┌────────
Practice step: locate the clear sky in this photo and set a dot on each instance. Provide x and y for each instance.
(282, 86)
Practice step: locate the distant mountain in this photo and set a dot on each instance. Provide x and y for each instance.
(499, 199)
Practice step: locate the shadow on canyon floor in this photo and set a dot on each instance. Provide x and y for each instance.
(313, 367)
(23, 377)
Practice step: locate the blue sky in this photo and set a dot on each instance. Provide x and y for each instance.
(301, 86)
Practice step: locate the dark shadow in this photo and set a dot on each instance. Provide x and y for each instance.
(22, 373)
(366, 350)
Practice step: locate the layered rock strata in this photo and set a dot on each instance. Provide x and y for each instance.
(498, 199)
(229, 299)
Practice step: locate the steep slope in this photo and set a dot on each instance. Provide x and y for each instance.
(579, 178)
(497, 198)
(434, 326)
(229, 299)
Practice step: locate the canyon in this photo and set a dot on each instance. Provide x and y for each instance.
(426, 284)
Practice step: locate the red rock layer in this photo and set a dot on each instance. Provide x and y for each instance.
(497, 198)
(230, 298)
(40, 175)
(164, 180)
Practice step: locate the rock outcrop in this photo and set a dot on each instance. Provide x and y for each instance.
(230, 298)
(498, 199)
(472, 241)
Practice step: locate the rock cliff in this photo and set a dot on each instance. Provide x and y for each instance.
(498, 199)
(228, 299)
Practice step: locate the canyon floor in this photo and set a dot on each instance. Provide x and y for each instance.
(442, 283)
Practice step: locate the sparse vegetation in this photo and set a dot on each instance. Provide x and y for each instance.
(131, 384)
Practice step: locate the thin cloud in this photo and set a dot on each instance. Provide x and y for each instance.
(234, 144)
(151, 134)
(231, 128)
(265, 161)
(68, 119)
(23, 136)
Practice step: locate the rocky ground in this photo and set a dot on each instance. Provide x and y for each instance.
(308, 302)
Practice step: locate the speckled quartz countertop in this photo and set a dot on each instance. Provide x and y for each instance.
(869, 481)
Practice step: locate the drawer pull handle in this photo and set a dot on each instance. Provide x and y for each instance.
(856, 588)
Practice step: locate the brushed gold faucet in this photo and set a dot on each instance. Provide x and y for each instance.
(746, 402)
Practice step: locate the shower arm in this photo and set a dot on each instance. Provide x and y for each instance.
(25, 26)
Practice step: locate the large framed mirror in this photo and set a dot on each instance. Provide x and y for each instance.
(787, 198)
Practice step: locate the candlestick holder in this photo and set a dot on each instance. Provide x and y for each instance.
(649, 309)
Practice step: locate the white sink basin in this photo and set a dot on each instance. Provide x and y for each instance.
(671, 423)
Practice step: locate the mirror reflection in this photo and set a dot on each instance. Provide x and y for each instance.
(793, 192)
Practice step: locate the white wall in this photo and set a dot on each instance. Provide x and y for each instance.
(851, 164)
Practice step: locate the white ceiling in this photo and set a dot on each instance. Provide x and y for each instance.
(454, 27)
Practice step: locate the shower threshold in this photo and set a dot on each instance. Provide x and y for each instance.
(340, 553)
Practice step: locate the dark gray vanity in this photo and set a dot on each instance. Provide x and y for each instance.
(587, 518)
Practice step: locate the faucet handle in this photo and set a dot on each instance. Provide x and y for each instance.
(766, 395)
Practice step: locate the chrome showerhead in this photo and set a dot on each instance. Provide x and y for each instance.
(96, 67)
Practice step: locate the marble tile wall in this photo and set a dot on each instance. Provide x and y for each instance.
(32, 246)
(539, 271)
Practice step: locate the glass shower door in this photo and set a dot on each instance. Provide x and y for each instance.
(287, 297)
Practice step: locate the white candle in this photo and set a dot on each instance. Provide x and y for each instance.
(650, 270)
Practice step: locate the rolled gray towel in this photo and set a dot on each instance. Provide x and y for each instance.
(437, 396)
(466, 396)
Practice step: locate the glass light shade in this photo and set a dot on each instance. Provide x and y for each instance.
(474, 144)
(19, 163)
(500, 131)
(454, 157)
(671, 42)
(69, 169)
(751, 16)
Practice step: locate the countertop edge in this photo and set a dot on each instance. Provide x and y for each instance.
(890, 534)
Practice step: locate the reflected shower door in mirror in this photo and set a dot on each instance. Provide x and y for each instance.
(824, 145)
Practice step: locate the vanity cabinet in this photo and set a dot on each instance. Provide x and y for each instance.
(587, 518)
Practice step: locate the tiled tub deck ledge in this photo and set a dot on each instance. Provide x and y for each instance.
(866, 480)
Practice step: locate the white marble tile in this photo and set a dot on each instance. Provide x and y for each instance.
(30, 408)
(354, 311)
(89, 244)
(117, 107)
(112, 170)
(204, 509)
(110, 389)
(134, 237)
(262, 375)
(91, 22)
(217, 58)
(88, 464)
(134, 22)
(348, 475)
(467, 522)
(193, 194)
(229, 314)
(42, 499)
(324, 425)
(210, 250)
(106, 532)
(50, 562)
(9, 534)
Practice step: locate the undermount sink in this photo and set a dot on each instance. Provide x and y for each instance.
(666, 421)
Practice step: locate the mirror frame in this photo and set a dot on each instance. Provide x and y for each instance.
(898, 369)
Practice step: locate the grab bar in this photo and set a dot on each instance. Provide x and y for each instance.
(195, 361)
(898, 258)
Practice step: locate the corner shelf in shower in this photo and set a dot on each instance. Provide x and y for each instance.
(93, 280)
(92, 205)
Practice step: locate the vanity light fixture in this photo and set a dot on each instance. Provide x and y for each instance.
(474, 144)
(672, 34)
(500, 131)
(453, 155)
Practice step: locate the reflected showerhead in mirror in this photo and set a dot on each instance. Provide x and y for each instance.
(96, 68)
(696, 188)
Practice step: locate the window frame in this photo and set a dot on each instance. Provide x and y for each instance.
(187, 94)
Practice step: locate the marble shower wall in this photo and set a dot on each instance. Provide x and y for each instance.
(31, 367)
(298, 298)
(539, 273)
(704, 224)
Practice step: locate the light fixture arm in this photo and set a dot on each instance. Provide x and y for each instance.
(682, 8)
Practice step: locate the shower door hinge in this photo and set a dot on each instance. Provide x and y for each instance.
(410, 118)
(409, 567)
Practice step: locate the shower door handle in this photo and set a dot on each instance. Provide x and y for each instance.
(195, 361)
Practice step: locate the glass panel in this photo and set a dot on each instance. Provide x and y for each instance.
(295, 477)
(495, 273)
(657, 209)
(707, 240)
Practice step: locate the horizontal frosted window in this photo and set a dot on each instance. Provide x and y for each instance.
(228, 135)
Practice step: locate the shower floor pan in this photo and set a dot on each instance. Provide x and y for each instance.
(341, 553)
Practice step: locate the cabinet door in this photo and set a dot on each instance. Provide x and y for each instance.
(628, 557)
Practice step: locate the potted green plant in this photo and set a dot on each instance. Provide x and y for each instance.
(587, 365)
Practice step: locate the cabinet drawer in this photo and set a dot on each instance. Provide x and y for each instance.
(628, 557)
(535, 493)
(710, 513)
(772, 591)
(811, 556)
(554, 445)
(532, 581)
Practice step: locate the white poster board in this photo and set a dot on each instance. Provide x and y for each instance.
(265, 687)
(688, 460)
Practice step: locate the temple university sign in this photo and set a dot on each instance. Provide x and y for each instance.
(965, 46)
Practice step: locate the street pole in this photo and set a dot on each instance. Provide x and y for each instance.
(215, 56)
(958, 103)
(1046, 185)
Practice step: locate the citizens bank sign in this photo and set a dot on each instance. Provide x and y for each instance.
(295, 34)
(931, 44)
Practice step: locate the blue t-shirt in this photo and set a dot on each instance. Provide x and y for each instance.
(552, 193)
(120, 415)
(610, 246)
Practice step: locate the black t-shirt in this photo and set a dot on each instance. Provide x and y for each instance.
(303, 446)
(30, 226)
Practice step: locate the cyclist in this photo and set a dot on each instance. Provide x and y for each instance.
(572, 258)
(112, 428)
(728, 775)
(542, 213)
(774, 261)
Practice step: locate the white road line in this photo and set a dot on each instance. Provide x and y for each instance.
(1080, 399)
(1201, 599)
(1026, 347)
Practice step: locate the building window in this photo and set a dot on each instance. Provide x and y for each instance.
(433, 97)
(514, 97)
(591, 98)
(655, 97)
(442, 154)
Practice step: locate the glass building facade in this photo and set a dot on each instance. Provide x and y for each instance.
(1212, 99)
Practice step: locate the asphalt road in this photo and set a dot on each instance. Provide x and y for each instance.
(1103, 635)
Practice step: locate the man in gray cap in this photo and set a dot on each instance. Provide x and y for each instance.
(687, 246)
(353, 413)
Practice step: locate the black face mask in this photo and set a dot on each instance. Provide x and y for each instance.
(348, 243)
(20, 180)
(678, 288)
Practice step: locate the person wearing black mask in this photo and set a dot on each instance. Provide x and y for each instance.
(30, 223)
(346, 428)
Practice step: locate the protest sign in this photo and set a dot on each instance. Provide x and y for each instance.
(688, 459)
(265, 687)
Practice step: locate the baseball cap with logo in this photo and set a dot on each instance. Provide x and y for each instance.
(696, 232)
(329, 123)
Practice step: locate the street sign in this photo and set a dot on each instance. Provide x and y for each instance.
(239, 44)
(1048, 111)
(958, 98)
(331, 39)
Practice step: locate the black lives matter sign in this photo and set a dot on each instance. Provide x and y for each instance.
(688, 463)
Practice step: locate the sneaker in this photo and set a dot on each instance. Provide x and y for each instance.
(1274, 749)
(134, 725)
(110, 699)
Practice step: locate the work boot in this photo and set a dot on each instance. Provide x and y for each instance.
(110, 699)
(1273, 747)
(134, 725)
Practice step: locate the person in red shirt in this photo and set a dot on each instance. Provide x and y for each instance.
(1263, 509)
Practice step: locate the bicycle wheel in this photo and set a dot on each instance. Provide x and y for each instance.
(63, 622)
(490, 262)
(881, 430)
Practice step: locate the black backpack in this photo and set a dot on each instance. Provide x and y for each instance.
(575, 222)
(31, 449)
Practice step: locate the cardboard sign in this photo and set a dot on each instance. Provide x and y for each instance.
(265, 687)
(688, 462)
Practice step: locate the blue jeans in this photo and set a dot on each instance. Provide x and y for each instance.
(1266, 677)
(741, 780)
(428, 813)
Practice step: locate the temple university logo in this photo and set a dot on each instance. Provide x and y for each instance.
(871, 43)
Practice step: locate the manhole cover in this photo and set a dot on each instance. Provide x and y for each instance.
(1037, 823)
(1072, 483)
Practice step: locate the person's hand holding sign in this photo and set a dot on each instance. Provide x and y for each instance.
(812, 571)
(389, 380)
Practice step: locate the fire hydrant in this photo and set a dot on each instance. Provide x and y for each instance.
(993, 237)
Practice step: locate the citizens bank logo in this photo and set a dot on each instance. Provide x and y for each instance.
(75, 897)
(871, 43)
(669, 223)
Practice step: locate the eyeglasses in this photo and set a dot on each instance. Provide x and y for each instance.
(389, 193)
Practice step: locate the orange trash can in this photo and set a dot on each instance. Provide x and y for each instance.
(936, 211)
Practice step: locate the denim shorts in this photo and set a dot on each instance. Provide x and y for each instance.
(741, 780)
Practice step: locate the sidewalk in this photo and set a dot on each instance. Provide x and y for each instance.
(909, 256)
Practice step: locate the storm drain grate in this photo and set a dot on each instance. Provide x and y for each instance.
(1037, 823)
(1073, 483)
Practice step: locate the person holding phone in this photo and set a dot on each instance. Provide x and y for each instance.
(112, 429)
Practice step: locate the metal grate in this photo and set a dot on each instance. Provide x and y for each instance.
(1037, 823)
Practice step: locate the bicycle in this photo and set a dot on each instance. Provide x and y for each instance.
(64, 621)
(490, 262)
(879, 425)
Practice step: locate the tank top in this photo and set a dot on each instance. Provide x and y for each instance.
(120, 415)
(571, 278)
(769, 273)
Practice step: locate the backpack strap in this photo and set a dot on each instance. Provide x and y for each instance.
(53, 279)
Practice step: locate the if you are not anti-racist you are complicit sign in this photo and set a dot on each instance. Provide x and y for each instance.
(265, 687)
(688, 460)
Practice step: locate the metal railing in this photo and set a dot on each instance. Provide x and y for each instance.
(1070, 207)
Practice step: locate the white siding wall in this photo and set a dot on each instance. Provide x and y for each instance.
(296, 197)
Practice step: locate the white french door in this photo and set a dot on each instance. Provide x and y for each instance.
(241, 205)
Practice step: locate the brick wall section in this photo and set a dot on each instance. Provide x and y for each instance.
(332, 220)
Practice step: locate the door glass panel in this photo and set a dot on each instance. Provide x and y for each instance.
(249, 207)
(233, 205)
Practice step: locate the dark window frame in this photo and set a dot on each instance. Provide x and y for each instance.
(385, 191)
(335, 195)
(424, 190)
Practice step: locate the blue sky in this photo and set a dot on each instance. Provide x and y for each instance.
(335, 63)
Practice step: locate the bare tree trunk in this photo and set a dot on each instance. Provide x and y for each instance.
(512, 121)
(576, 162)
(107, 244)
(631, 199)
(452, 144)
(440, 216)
└────────
Objective =
Repeat, without changes, every line from the one that contains "Practice step: locate the backpack" through the final line of the data.

Problem solution =
Practice step: locate the backpack strap in this photo and set a dot on each instance. Provide x and y for each instance.
(53, 279)
Practice step: locate the if you are not anti-racist you are complicit sign in this photo and set a dot on each instance. Provide x and y for each instance.
(265, 687)
(688, 460)
Practice step: locate the metal railing in this photo and set a dot on each instance. Provide x and y for each instance.
(1070, 207)
Practice step: locate the white siding wall in this photo and set a dot on each instance. Provide x and y for each instance.
(296, 197)
Practice step: locate the white french door in this photo and set a dot on each instance. Provide x and y for each instance.
(241, 205)
Practice step: locate the brick wall section in this photo and set a dot on each instance. Provide x and y for each instance.
(332, 220)
Practice step: locate the door glass panel in this photo and set a dot on each instance. Provide x and y for each instance.
(249, 207)
(233, 205)
Practice step: locate the dark window frame in this photo and set a dot on each instance. Provide x and y for each instance.
(385, 191)
(335, 195)
(424, 190)
Practice step: locate the blue sky in this photo and set a dot on each instance. Provide x and y for each instance.
(335, 63)
Practice step: locate the bare tree trunk in this photo and set a dot on each instance. Provide x and y for each instance.
(512, 121)
(576, 162)
(107, 244)
(631, 199)
(452, 144)
(440, 216)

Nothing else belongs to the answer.